Answer these from the book notes below, one line each:
(a) What is the surname "Dacyczyn" said to be pronounced like?
(b) What does B_a_g at Experiments with Plants do instead of putting out slug pellets?
(c) In Murder Must Advertise, why does Peter Wimsey struggle to find paper evidence of a crime?

EXTRACT
* * *

2) Willa Cather's Death Comes for the Archbishop.* A fictionalized account of the life of Jean-Baptiste Lamy. I don't know that this book has pointed me to a particular action, but its appreciation for the southwest has reminded me what a fierce love for a landscape is like. Perhaps the strongest urge to protect the land comes not from those who are most idealistic about it but from those who understand it best, who love it the most passionately.
3) Amy Dacyczyn's Tightwad Gazette. Dacyczyn (pronounced like "decision") is the voice of radical frugality, but she also makes (what should be but apparently isn't) the obvious point that consuming less takes less energy and produces less waste. Dacyczyn essentially opts out of the capitalist credo that more is more. She lives abundantly by being creative and working hard—and by thinking for herself about what she does or doesn't need, rather than letting Madison Avenue do the thinking for her.**
I encourage you to visit some other blogs as well where the authors take different approaches to sustainable and/or green living. B_a_g at Experiments with Plants chooses to grow extra plants for the slugs rather than put out slug pellets. Diana and Jurg at Elephant's Eye give thoughtful homes to wounded sparrows and provide bathing ponds for wagtails and dragonflies. Nate at The Scholar's Garden is currently swamped with scholarly work, but he is also busy creating homes for bees and embracing a green growing lifestyle at an age when I was perfectly happy with mega-stores and "big ag," and ready to use pesticides if they just got rid of the bugs.
Even if they got rid of all of the bugs. _________
* Spoiler alert: The archbishop dies in the end.
**In a roundabout way she reminds me of Dorothy Sayers' Murder Must Advertise, a mystery novel written in the 1930's, whose amateur sleuth, Peter Wimsey, goes under cover in an advertising agency. He has a horrible time finding paper evidence of a crime, because all of the paper in the office is recycled. In the 1930's. When people thought that being frugal was a virtue, and that re-using things was common sense.

* * *

PROVIDED MATERIAL

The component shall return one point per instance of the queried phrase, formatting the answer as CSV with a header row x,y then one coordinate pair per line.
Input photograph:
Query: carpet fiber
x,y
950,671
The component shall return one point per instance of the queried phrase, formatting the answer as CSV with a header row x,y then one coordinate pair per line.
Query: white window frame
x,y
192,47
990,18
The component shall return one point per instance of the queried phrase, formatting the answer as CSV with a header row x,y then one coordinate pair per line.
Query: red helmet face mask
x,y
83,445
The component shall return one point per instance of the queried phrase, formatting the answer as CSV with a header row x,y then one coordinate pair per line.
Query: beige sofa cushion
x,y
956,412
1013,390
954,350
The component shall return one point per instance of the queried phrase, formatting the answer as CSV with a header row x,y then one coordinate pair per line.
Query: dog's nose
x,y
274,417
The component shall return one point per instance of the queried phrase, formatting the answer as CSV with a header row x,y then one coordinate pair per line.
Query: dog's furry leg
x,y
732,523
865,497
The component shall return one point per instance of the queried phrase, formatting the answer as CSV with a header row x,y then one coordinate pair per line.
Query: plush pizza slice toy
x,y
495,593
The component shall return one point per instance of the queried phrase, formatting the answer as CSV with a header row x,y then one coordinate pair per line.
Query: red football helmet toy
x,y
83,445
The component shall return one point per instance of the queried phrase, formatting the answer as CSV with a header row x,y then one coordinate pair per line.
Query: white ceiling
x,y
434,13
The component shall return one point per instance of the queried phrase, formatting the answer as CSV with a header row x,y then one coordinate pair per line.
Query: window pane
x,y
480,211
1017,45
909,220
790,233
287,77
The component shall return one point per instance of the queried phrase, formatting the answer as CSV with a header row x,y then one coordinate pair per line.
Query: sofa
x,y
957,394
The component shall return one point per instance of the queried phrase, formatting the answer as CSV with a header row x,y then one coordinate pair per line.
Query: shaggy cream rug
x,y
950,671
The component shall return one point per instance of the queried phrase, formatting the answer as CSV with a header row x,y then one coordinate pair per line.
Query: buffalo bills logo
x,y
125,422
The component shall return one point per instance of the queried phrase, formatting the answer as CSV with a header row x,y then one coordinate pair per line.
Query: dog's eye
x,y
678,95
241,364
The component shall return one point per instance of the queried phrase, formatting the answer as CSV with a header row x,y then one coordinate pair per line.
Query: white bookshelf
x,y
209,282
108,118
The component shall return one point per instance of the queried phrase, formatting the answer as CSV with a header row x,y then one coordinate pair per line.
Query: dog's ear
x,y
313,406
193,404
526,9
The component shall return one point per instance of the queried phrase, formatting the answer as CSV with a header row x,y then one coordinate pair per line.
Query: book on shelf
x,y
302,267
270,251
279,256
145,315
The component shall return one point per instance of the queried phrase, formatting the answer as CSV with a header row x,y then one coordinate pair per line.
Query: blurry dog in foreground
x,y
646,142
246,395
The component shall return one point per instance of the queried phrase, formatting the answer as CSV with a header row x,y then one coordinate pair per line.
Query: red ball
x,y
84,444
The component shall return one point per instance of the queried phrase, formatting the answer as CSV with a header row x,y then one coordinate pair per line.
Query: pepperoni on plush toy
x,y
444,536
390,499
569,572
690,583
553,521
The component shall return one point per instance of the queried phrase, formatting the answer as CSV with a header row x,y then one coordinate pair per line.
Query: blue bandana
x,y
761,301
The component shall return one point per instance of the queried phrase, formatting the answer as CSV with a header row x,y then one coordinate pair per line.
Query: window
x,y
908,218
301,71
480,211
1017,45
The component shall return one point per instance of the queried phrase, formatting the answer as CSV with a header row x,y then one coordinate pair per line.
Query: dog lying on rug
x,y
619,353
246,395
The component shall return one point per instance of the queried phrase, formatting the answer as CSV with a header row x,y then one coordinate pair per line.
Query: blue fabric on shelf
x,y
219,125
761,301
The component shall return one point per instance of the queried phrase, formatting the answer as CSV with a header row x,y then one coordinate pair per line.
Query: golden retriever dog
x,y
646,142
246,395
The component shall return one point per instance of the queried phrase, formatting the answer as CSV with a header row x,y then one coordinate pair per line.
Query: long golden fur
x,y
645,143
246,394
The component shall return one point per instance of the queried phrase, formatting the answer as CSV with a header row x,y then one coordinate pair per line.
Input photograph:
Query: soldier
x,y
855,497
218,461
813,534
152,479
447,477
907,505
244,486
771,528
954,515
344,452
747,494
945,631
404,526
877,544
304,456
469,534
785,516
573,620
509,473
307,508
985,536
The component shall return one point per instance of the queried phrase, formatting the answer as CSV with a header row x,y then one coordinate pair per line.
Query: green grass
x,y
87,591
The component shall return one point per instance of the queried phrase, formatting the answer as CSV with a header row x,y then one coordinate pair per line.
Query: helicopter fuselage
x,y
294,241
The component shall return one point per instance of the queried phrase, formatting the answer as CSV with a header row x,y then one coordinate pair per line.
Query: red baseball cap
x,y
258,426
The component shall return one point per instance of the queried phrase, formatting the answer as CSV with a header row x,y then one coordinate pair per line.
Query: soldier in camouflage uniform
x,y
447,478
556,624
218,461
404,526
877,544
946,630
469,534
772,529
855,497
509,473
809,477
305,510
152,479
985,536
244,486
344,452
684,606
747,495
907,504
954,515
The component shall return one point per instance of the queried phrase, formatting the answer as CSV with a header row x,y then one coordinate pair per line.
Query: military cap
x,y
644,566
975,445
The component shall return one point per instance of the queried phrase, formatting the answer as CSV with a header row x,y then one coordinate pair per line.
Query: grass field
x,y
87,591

* * *

EXERCISE OUTPUT
(a) "Decision."
(b) Grows extra plants for the slugs.
(c) All of the paper in the office is recycled.